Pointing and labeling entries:

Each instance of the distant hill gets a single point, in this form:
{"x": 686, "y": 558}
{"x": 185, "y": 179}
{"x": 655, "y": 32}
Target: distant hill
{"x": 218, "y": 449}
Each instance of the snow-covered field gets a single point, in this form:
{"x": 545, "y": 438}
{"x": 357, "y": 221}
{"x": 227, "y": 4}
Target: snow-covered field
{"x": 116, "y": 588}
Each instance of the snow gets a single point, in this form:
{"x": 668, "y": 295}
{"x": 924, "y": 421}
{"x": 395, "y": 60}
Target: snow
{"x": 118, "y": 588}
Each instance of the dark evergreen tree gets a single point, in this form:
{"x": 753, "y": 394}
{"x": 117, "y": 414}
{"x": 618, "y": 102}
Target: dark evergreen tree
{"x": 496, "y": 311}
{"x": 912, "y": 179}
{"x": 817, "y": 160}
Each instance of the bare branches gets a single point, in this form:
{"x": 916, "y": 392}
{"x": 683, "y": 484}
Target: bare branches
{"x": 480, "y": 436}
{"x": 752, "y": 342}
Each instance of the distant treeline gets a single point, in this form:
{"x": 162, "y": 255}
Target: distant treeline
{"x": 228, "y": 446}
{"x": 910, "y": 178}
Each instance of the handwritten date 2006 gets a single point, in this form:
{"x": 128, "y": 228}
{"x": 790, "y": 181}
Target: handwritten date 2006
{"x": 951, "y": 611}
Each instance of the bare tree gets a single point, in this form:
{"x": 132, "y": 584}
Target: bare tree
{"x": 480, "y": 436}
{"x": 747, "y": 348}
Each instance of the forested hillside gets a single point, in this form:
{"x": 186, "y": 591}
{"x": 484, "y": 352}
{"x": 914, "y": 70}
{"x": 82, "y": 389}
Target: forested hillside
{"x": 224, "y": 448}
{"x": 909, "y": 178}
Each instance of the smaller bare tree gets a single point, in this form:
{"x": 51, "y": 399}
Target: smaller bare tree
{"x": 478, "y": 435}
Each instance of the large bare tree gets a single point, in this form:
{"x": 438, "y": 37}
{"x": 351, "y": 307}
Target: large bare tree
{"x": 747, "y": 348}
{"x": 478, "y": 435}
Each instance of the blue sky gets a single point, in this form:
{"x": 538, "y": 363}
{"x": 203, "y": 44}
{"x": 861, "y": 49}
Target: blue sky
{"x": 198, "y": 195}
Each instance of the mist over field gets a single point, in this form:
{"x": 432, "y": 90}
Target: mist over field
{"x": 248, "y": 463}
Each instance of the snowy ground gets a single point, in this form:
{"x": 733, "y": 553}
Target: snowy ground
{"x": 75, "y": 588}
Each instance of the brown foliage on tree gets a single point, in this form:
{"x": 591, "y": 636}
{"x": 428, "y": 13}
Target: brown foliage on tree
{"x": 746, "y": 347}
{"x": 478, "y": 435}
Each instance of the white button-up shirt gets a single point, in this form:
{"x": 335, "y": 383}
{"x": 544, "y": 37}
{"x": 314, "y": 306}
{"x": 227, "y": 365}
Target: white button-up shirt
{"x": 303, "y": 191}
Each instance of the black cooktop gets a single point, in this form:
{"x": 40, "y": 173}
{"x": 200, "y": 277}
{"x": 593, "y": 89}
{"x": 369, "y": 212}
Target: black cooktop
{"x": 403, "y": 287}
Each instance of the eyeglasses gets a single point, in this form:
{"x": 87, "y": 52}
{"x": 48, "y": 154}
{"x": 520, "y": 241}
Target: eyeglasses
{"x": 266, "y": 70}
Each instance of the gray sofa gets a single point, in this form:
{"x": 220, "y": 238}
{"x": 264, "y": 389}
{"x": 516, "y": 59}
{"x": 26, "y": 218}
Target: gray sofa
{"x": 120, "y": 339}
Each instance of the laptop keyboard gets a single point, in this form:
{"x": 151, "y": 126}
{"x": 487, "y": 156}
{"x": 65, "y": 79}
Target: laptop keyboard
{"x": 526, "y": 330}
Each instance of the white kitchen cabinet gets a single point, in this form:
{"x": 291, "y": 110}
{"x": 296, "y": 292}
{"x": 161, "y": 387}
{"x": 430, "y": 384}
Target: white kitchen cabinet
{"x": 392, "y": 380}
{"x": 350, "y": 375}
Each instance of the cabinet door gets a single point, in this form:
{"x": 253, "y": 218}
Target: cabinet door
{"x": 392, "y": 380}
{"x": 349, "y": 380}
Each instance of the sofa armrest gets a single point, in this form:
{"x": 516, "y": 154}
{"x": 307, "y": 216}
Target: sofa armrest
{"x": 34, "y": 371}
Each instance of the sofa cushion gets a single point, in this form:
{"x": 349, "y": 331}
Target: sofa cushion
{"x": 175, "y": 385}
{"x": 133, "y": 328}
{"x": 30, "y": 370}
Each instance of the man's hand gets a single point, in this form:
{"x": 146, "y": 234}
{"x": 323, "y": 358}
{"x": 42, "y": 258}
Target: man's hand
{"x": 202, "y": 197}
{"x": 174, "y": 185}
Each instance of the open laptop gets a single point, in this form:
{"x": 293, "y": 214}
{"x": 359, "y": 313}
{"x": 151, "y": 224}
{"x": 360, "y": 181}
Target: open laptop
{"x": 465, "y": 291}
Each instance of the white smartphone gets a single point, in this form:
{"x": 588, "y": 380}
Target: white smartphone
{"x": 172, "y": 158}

• [Exercise description]:
Repeat only the lines from the one holding "Each instance of the white kitchen" through the last line of the data.

• [Output of the exercise]:
Each instance of the white kitchen cabinet gets a single point, in this form:
{"x": 291, "y": 110}
{"x": 296, "y": 292}
{"x": 161, "y": 387}
{"x": 430, "y": 384}
Target: white kitchen cabinet
{"x": 392, "y": 380}
{"x": 350, "y": 375}
Each instance of the cabinet door gets a single point, in this form:
{"x": 253, "y": 218}
Target: cabinet door
{"x": 392, "y": 380}
{"x": 349, "y": 380}
Each instance of the sofa armrest gets a single point, in this form:
{"x": 516, "y": 154}
{"x": 307, "y": 216}
Target: sofa armrest
{"x": 34, "y": 371}
Each instance of the sofa cushion gets a single point, in this form:
{"x": 349, "y": 331}
Target: sofa cushion
{"x": 175, "y": 385}
{"x": 133, "y": 328}
{"x": 30, "y": 370}
Each instance of the man's hand gets a single point, in this form:
{"x": 146, "y": 234}
{"x": 323, "y": 358}
{"x": 42, "y": 258}
Target: man's hand
{"x": 202, "y": 197}
{"x": 174, "y": 185}
Each instance of the open laptop gets a single point, in this form:
{"x": 293, "y": 214}
{"x": 359, "y": 313}
{"x": 151, "y": 224}
{"x": 360, "y": 181}
Target: open laptop
{"x": 465, "y": 291}
Each instance of the white smartphone gets a single point, in this form:
{"x": 588, "y": 380}
Target: white smartphone
{"x": 172, "y": 158}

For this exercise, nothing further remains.